_Exercise goal_. Extend the diary entry below about a group walk from Clontarf to Dollymount, picking up right after its final sentence.

═══ Excerpt provided ═══

Ireland day 0271. Sunday 26 June 2022- Dollymount

Ireland day 0271. Sunday 26 June 2022- Dollymount
Today’s summary Joined the Dublin Walking Club for a short walk from Clontarf Road DART to Dollymount on Bull Island, then returned to Killester via St Anne’s Park, to catch the H2 bus back to Malahide
Today’s weather Cool, bright and windy with occasional very hard downpours of rain.   Strong  to gale force southerly wind.   Appx 16C
Today’s overview location
(The blue mark shows the location of our route)
Close-up location
(The green line shows where we walked)
(Click button below to download GPX of today’s walk as recorded, or see interactive map at bottom with elevations corrected):
Dollymount and St Annes from Clontarf
Commentary

I’d been down in the Clontarf / Dollymount area only a couple of days ago so it might seem odd that I decided to go back there again today.   But the reason was simple.  The Dublin Walking Club were organising a short social walk from Clontarf Road DART station out to Dollymount this afternoon and I decided to join them.   Although it’s nice to visit the same, interesting, spots again, I like joining group walks like this at least as much for the opportunity to meet people and chat as to see the scenery.   Especially while Val is away I think I would find it all too easy to sink into a solitary existence if I didn’t make a positive effort to go out and meet people.

═══ Provided records ═══

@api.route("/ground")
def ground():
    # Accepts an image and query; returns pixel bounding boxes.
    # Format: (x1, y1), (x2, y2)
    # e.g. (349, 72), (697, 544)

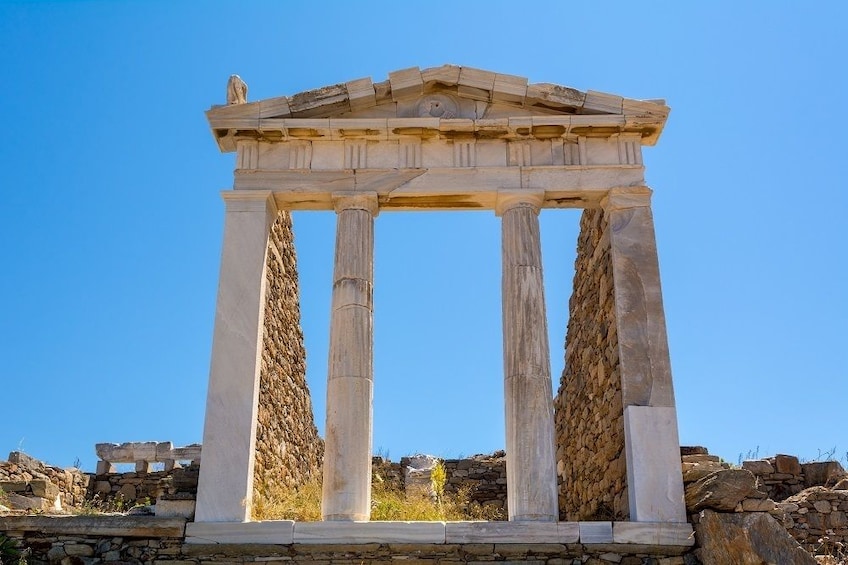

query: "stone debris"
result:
(686, 469), (758, 512)
(695, 510), (816, 565)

═══

_Answer for this exercise_.
And today’s walk didn’t disappoint in that respect.   Although it’s only a week since I last met many of the walkers, there always seems to be such a lot to catch up on here in Ireland.    Everything from the weather, wedding protocol, wild flower identification apps and the merits of dental implants needed to be discussed.   Only politics is firmly off the agenda.   So the time passed quickly but by mid afternoon I was beginning to feel drained by the chat so as the others made their way to the nearest pub to continue their discussions over a pint of Guinness, I made my excuses and headed over to nearby St Anne’s park to have a quick look round and to get a cup of coffee.

Val and I have been to St Anne’s Park a couple of times already and I am sure I have written about it in this blog before, too.   But I still felt I didn’t know it very well, and as the second-largest park in Dublin, I thought I ought to go and pay a more thorough visit.

The park is indeed huge – but my ambitions  to see it all were a bit cut short by a rapid deterioration in the weather which saw me sheltering under a tree to avoid getting soaked in a particularly torrential downpour, and wishing I had gone with the others to the pub.  Still, I did manage to have a look around the Red Stables – built when the whole estate was owned by the Guinness (Lord Ardilaun) family – and today an arts venue, coffee shop and site of a farmers market on Saturdays.   It’s a pleasant open courtyard enclosed by attractive red-brick stables buildings, although they must have been gigantic horses as the buildings were two or three storeys high.   Perhaps the Guinnesses rode giraffes.   Anyway, today it was thronging with visitors , enjoying the café atmosphere – or at least it was before it started pouring down with rain.

Once the rain stopped I decided to cut my losses and head over to nearby Killester to catch the H2 bus back to Malahide.   I could have got a DART – which would have been much quicker – but decided against it.   There was an event on in Malahide castle this evening (I’m not sure what it was through, as the main concert season finished yesterday) and the DART was likely to be mobbed with exuberant fans of whatever the event was.   I thought the bus would be much quieter – it was – and anyway I like sitting on the top deck watching the view of the coast as the wheels on the bus go round and round all day long.  Or so it seems.

 

Today’s photos (click to enlarge)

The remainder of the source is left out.